Quoted passage:
━━━━
Been THAT WOMAN too!

I was also the one that " understood him" . That made him " happy" . And when around me he feels so " complete" ...

Deep down you know it' s lies... He' s never gonna leave her. I even knew he cheated on her before, so why would i be any different?

I eventually changed jobs (we worked at the same place), and stopped contacting him because if I was really tha special, why must I be kept in the shadows? And no one should know??? And surely I shouldn' t feel guilty for " loving"  right???

Nevertheless, the change in jobs helped me get rid of him... I mainatined contact for a short while still after having moved jobs and soon he was telling me of his new contests... I had by then met someone else and conatct with him was becoming even less...

It' s been a few yrs since I last saw him or even had contact with him, and it' s the best thing I could have done. I am now married to a man that' s loyal and devoted to me and our child.

THey will promise us everything just to keep us feeling sorry for them and remember , we only ever see the meek and mild part of them... We don' t really know what they' re all about because they never get to show us that because they' re too busy making empty promises and making you feel sorry for them...

It' s difficult but you HAVE to walk away from this relationship. There' s a saying.. If you' re not his priority, then don' t settle for being just an option!
━━━━
Items:
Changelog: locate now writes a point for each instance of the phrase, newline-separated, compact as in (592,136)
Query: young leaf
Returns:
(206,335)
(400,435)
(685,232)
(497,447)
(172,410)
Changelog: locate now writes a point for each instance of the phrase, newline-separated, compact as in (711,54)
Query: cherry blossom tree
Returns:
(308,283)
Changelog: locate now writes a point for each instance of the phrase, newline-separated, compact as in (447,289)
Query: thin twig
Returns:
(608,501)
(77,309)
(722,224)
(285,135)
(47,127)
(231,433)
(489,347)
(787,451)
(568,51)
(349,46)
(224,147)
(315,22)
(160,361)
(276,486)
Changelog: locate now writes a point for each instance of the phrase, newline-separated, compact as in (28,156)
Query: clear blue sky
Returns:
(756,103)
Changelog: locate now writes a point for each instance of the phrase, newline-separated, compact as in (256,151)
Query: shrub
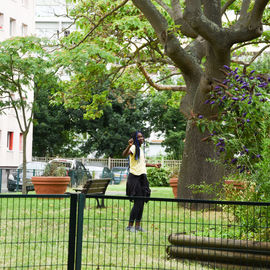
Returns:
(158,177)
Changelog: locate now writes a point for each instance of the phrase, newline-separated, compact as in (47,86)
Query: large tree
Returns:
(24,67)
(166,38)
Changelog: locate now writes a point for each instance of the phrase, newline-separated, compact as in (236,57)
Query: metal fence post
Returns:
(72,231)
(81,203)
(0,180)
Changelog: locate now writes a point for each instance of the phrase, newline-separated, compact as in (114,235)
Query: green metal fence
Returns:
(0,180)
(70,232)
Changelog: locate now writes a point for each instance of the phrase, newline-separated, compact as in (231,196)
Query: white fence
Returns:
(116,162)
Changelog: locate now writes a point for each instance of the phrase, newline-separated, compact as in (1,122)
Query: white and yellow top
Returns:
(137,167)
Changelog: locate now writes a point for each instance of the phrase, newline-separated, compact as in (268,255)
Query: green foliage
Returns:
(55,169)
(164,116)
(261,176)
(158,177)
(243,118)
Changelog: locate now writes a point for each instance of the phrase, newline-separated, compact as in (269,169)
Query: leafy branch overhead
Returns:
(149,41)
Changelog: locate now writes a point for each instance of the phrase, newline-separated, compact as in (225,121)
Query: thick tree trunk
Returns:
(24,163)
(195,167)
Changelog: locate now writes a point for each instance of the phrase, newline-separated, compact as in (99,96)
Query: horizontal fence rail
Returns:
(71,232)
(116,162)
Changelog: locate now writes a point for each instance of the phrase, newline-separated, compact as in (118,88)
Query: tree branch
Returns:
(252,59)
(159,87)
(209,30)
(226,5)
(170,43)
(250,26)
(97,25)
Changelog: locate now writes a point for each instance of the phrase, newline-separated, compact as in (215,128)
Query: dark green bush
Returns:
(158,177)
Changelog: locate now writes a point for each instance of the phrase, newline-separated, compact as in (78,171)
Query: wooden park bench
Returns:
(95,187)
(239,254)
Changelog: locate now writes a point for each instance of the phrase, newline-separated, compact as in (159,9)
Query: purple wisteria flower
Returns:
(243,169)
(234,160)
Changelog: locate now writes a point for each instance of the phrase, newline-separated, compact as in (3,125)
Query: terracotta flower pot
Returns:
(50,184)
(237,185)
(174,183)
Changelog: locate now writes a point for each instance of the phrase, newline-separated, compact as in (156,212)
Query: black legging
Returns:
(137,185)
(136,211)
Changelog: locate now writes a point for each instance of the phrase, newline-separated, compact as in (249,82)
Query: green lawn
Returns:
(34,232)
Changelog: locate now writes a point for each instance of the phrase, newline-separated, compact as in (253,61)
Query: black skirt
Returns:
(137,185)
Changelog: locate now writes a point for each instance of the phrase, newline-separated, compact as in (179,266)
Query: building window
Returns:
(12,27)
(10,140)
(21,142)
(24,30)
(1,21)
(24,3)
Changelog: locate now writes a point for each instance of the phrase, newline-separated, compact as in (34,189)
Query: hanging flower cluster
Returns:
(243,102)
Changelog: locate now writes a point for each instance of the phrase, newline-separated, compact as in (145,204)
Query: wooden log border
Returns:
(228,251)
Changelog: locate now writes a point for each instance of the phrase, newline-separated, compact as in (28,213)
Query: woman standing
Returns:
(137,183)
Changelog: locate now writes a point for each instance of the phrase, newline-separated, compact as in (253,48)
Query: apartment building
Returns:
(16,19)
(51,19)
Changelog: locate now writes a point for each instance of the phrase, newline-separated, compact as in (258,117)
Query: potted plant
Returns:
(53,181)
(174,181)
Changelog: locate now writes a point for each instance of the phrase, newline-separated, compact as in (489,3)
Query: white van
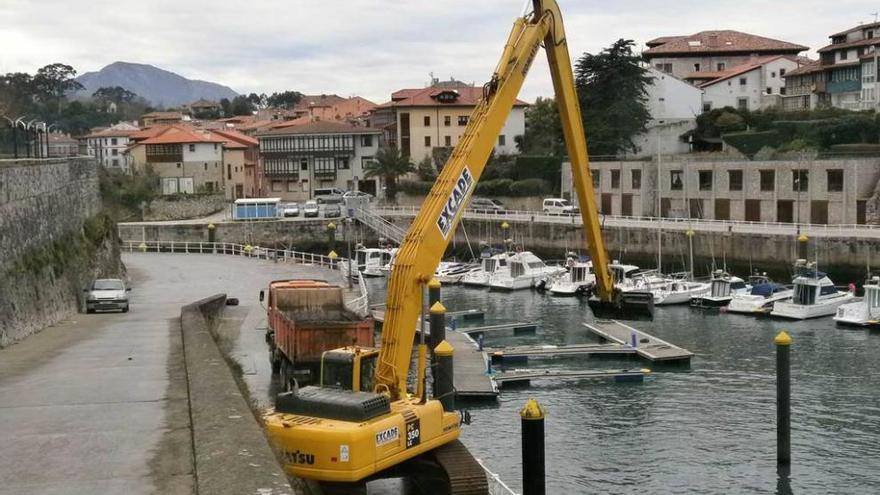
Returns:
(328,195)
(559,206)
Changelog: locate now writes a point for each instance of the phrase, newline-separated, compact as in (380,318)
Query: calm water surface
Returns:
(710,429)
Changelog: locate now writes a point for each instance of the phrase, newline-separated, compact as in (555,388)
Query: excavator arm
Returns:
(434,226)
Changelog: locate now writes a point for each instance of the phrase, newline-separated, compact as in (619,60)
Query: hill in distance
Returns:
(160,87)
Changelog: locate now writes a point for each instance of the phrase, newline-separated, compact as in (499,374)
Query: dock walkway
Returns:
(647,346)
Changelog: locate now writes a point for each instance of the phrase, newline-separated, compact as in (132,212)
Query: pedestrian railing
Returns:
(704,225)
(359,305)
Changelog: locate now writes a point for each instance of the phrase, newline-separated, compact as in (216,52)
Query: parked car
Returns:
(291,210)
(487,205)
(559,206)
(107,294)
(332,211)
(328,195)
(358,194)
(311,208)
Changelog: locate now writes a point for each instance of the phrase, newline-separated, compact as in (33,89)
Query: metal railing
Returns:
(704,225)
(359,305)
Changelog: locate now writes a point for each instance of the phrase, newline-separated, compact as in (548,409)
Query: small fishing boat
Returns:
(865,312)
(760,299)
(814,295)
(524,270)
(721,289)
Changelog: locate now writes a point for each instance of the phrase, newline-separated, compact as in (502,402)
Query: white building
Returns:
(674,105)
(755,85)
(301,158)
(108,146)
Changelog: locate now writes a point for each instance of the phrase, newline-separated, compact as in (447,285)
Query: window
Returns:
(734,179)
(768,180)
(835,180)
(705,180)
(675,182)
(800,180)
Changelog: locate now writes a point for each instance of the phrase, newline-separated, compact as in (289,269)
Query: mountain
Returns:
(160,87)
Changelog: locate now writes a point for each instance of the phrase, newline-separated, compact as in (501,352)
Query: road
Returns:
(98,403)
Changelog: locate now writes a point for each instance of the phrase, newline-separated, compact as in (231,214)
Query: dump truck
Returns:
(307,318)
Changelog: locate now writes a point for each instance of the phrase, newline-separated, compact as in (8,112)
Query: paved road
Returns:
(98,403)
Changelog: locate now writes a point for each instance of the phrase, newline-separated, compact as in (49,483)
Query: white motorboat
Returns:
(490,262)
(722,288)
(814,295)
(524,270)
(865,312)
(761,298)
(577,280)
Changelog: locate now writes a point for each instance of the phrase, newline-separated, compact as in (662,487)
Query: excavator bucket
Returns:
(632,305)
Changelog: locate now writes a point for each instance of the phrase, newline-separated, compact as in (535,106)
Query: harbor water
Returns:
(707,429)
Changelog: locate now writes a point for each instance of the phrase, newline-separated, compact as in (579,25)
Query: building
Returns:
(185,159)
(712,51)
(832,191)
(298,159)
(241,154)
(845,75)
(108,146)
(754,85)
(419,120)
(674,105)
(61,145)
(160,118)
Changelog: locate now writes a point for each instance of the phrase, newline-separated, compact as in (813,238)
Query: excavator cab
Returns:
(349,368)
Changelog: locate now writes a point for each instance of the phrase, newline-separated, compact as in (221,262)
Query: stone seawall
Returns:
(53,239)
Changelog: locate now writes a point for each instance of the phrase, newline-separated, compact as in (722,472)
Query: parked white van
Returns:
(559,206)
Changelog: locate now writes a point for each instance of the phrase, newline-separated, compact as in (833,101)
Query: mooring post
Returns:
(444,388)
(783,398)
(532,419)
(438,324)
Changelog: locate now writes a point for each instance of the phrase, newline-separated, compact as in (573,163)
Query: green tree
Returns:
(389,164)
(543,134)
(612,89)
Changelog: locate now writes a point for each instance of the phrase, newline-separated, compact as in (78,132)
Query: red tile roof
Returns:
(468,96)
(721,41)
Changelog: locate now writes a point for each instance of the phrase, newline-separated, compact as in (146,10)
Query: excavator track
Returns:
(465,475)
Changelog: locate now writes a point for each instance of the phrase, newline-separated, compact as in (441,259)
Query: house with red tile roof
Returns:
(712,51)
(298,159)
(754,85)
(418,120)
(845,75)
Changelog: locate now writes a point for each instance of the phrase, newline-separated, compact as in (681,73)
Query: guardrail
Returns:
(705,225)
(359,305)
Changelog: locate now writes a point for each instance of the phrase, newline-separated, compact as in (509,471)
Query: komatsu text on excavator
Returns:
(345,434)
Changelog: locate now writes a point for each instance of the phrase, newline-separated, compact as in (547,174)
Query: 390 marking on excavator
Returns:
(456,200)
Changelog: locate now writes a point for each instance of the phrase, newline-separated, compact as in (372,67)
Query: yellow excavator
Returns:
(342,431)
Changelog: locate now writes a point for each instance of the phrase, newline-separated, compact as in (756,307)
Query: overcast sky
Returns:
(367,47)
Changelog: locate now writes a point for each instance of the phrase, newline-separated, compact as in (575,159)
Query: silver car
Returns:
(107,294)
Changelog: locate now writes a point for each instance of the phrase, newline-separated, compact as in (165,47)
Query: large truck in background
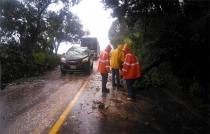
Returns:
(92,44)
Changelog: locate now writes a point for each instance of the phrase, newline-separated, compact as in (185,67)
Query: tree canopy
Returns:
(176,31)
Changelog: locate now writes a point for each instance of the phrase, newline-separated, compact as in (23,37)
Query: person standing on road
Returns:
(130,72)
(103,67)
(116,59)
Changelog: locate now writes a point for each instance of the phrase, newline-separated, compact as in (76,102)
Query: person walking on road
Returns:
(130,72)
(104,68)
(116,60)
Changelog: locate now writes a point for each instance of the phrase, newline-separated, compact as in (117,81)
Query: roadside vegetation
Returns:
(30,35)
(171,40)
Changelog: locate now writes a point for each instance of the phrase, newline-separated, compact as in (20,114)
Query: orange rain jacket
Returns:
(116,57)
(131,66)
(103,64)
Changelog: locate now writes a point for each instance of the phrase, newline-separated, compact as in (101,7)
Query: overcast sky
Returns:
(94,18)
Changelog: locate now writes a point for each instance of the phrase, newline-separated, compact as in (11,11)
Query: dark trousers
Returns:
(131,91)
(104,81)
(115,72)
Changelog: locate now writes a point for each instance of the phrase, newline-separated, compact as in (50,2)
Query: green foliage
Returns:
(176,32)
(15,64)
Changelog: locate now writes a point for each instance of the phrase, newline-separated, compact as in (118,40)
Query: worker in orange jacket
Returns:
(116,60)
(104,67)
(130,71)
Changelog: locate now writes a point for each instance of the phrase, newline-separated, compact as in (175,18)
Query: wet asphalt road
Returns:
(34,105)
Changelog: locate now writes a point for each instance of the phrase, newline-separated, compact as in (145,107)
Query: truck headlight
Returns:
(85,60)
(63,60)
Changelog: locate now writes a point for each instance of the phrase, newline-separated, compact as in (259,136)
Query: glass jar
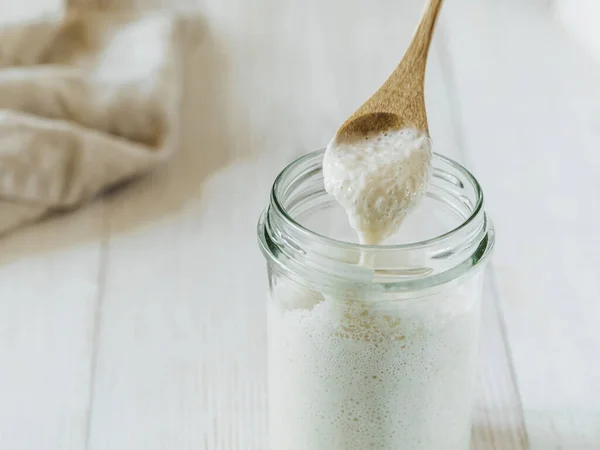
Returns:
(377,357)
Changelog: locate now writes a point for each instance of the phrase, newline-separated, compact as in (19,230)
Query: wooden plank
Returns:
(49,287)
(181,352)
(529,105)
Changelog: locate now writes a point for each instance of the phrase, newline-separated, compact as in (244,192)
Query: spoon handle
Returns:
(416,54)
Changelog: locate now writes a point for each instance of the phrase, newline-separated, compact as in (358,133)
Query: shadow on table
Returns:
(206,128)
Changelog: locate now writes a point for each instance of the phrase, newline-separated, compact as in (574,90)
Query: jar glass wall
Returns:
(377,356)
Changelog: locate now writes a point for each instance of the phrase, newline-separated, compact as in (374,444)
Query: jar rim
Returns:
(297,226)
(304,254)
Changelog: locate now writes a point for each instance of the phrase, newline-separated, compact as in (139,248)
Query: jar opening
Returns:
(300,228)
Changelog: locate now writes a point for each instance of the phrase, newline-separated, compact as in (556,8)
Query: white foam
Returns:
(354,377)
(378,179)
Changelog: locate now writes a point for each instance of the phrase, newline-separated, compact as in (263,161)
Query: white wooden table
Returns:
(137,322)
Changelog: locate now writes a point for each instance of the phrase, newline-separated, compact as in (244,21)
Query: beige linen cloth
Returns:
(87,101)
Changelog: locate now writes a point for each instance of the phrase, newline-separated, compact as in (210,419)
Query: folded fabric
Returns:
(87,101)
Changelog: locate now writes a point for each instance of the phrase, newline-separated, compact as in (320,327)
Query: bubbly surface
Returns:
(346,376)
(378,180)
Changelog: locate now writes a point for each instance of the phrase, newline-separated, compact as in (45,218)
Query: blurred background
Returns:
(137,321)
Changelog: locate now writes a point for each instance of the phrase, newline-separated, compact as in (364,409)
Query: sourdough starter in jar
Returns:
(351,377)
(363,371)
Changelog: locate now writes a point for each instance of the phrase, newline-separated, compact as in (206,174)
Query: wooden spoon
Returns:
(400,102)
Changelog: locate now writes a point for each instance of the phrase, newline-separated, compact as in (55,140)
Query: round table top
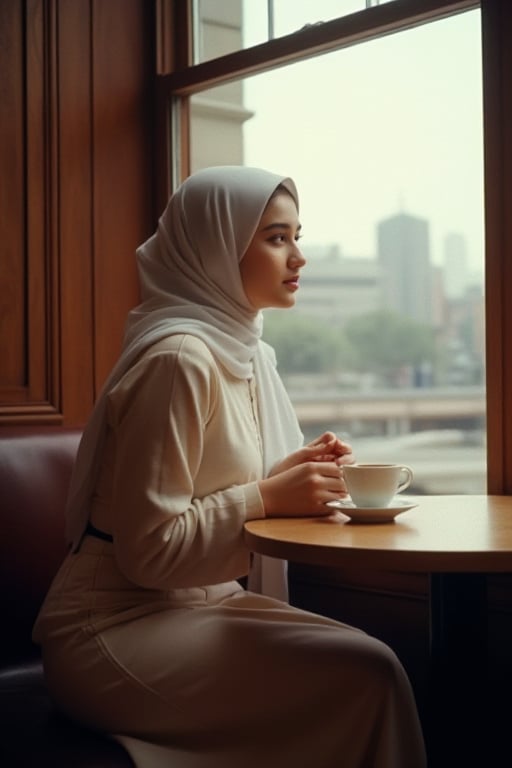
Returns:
━━━━
Aim of the exercise:
Copy everything in the post from "Been THAT WOMAN" down to "be any different?", word for word. The material has no connection to the post.

Task solution:
Been THAT WOMAN too!

I was also the one that " understood him" . That made him " happy" . And when around me he feels so " complete" ...

Deep down you know it' s lies... He' s never gonna leave her. I even knew he cheated on her before, so why would i be any different?